Records from a data source:
──────────
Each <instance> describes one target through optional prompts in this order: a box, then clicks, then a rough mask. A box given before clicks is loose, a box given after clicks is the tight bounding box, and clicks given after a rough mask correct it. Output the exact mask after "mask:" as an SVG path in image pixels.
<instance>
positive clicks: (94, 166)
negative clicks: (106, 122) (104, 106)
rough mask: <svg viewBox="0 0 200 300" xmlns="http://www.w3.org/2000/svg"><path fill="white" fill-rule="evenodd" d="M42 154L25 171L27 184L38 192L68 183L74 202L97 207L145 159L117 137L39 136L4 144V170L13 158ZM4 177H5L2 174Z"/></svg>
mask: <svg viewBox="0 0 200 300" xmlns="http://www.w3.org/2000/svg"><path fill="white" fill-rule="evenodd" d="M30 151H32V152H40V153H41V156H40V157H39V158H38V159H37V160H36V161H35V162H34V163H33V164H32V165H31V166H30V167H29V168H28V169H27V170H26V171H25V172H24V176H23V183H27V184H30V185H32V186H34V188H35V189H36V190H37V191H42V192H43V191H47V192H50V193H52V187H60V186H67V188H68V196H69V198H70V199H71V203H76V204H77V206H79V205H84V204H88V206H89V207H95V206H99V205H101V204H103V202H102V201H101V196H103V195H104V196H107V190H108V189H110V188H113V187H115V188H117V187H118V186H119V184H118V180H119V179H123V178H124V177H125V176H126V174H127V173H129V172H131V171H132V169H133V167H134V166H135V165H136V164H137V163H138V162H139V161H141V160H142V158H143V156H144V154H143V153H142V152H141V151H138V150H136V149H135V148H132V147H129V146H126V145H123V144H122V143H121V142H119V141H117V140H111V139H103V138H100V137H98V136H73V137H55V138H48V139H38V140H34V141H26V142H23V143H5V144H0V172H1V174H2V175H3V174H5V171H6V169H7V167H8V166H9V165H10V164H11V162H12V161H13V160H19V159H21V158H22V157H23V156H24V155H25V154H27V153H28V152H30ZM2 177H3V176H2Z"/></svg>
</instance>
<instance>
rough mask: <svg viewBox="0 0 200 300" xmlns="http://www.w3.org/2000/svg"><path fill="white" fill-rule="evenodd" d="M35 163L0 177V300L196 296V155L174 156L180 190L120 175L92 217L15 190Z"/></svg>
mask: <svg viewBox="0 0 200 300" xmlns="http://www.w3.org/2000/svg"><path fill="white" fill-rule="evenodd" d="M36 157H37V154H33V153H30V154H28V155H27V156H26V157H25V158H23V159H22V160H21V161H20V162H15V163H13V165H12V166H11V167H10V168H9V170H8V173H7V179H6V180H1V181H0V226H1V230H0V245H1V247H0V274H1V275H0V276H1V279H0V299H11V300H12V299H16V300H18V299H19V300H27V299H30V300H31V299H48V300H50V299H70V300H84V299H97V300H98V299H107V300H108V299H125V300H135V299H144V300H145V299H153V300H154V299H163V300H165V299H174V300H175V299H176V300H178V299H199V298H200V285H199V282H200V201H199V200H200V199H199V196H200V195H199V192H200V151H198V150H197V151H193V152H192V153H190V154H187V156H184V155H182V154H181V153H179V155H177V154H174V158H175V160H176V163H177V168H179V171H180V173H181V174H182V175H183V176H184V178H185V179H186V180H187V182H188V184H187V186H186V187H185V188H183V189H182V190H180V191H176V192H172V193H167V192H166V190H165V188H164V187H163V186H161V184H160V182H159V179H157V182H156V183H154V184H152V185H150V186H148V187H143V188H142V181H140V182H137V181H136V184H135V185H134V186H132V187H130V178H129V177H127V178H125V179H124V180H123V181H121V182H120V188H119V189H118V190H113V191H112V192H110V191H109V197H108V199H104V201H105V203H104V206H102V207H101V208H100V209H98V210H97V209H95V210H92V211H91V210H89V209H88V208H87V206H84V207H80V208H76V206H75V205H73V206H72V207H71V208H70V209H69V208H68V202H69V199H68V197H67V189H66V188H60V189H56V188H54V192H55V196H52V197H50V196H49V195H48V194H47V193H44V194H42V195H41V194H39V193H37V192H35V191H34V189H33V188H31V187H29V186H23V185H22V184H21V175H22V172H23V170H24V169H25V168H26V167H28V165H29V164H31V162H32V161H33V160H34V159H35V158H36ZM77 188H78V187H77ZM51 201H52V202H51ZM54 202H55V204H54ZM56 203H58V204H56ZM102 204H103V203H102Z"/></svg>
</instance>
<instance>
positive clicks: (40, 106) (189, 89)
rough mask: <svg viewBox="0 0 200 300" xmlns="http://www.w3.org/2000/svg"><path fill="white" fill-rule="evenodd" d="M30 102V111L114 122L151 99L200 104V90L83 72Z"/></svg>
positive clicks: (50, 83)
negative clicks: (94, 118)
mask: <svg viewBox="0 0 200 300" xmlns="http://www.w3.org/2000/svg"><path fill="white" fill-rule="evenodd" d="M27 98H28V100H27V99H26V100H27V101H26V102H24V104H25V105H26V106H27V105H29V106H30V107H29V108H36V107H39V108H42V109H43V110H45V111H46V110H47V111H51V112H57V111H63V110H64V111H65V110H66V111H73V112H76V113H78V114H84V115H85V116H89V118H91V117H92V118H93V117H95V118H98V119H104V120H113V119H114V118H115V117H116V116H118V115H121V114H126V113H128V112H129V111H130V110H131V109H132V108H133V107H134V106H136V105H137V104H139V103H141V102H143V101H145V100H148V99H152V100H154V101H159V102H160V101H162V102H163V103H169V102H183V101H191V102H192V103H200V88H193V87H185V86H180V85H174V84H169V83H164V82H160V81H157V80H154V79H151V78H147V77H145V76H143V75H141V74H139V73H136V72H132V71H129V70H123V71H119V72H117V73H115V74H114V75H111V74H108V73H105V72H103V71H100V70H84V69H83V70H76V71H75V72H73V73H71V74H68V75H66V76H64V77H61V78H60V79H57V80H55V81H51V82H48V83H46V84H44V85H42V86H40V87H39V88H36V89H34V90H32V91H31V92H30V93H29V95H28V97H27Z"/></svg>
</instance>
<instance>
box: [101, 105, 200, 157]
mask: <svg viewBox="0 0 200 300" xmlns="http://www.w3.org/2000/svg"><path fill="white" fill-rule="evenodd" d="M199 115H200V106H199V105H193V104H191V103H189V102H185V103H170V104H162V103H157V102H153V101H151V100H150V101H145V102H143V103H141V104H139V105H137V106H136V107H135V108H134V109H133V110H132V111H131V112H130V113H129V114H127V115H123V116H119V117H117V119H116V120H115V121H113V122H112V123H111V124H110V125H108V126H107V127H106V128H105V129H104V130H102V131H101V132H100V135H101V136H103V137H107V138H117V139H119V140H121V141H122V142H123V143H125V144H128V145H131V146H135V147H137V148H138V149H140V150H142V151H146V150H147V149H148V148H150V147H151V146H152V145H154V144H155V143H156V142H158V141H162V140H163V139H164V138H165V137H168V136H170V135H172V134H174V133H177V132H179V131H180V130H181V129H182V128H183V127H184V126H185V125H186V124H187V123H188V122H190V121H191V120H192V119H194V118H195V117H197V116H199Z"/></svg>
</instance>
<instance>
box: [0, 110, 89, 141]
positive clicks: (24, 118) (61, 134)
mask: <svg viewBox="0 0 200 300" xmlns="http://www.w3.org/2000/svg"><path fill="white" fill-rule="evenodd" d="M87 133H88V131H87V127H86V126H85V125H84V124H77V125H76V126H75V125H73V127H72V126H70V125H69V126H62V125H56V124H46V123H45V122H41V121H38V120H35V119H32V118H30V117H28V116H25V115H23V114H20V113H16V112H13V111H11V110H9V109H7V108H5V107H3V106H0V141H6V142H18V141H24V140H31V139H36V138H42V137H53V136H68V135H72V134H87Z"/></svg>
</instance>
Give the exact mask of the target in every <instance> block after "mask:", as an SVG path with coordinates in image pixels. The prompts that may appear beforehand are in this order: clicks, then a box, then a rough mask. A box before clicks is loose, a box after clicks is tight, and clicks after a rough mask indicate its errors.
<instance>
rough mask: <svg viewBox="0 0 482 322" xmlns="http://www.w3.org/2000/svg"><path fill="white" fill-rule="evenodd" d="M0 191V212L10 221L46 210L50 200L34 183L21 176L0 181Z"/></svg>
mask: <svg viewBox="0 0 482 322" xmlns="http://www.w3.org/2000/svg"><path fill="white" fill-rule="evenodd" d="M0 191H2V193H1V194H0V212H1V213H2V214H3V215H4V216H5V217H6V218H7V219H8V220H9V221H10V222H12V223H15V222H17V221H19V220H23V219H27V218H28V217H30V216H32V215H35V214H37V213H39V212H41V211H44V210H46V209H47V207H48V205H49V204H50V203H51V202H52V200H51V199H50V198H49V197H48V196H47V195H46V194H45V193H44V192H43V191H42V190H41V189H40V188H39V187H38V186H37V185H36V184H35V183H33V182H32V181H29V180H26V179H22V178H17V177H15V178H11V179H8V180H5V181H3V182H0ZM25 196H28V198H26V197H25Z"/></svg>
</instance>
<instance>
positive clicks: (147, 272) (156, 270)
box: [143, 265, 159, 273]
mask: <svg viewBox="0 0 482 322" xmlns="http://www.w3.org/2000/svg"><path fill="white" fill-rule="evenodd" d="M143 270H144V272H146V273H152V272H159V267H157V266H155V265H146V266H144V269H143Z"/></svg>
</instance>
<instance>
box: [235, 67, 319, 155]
──────────
TASK ITEM =>
Collect from the data above every line that includes "tight".

RESULT OF THIS EXERCISE =>
Each <instance> describes one target through optional prompts in this order: a box, then clicks, then a rough mask. A box given before clicks is loose, a box given after clicks is the tight bounding box, and clicks given after a rough mask correct it. Output the exact mask after "mask:" as an SVG path in image pixels.
Give the exact mask of the target in every <instance> block after "mask:", as an SVG path with coordinates in image pixels. The prompts that may appear beforehand are in this order: clicks, then a box, then a rough mask. A box before clicks is loose, a box after clicks is tight, and clicks after a rough mask indicate its errors.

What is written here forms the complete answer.